[Beoogd doel 1] Som uit de records hieronder elke regel op waarin de string "lamp" voorkomt.

[Paginafragment]
#####
Tommelein: “Daarvan heb ik maar twee jaar in het schepencollege gezeten. In 2006 hadden de socialisten een absolute meerderheid. Die bevoegdheden zijn nooit bij ons terechtgekomen. Ik ben de ‘junior partner’. Ik heb 6 zetels, Johan 15. Het is niet omdat ik al in het bestuur heb gezeten, dat ik straks geen ander beleid kan voeren.”
Vande Lanotte: “In 2007 hebben we de werkloosheid fors teruggedrongen. We kregen zelfs het verwijt dat we te veel werklozen lieten schrappen. Nu nog hebben we vaak discussies met de VDAB. Ik ben het niet eens met Bart.”
Wanneer migratie het ‘sluimerend probleem’ is, heeft N-VA dan niet dé juiste strategie? Het is haar voornaamste campagnethema.
#####
[Invoer oefening]
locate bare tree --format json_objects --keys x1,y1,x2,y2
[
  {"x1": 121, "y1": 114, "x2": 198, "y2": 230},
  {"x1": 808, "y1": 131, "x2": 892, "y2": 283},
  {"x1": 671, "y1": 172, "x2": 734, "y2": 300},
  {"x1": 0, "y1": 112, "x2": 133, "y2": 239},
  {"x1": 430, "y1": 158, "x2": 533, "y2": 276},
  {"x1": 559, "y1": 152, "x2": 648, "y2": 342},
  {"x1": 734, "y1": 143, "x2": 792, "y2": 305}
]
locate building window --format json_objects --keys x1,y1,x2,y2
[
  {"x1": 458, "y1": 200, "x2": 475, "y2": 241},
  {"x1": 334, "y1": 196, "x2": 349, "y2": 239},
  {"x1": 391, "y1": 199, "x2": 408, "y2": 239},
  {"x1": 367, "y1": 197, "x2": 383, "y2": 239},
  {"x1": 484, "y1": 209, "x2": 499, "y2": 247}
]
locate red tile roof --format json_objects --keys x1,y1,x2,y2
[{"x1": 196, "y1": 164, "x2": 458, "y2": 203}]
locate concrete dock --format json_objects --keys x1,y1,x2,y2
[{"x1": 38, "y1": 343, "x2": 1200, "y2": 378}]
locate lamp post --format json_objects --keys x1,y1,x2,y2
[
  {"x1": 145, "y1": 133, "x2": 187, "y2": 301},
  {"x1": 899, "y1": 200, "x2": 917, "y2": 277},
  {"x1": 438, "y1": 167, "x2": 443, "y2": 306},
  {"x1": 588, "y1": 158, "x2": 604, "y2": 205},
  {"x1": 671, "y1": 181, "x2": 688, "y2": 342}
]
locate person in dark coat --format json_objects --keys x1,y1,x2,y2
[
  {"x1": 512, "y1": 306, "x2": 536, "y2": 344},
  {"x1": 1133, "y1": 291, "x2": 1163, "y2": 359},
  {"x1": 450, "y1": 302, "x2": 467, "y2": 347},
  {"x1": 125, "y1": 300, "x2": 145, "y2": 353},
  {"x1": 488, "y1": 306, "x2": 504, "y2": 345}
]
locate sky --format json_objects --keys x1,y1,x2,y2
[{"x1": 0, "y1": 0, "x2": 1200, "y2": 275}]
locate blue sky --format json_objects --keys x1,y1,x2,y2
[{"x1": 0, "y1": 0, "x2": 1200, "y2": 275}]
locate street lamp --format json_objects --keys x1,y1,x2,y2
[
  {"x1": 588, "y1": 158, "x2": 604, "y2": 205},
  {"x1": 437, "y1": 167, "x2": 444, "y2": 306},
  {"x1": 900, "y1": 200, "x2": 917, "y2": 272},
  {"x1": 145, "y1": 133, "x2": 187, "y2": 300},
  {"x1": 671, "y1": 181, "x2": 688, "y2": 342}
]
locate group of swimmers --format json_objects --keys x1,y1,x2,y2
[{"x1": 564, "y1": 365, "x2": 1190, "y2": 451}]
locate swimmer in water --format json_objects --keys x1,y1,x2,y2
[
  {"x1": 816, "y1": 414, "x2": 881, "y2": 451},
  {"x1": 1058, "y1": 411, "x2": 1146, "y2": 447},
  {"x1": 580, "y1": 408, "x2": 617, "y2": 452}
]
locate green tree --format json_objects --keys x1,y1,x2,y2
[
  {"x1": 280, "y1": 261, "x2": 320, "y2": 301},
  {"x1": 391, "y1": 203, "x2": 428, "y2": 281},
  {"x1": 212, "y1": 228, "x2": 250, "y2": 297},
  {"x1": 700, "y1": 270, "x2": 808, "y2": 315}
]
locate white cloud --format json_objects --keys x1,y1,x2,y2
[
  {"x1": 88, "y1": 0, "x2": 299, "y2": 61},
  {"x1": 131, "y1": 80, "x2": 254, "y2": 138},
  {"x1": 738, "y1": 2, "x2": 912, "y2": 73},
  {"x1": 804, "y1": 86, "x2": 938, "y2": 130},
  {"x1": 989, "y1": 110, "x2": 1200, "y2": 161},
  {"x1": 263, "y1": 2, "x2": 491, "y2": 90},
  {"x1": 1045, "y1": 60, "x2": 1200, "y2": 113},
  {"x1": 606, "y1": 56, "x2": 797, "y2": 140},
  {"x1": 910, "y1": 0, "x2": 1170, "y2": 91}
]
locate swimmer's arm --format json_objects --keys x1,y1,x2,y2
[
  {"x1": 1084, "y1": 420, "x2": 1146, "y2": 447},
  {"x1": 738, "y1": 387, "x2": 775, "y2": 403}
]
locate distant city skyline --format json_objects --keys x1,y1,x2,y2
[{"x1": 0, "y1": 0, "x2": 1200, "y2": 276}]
#####
[Beoogd doel 2] Volgens het paginafragment hierboven kan Tommelein straks een ander beleid voeren, ook al zat Tommelein al in het bestuur. Verklaar in één tot drie zinnen welke redenen Tommelein daarvoor aanvoert.

[Geschreven antwoord 1]
locate lamp post --format json_objects --keys x1,y1,x2,y2
locate street lamp --format json_objects --keys x1,y1,x2,y2

[Geschreven antwoord 2] Tommelein zat maar twee jaar in het schepencollege, en in 2006 hadden de socialisten een absolute meerderheid, waardoor die bevoegdheden nooit bij de partij van Tommelein terechtkwamen. Daarnaast noemt Tommelein zich de 'junior partner', met 6 zetels tegenover 15 voor Johan.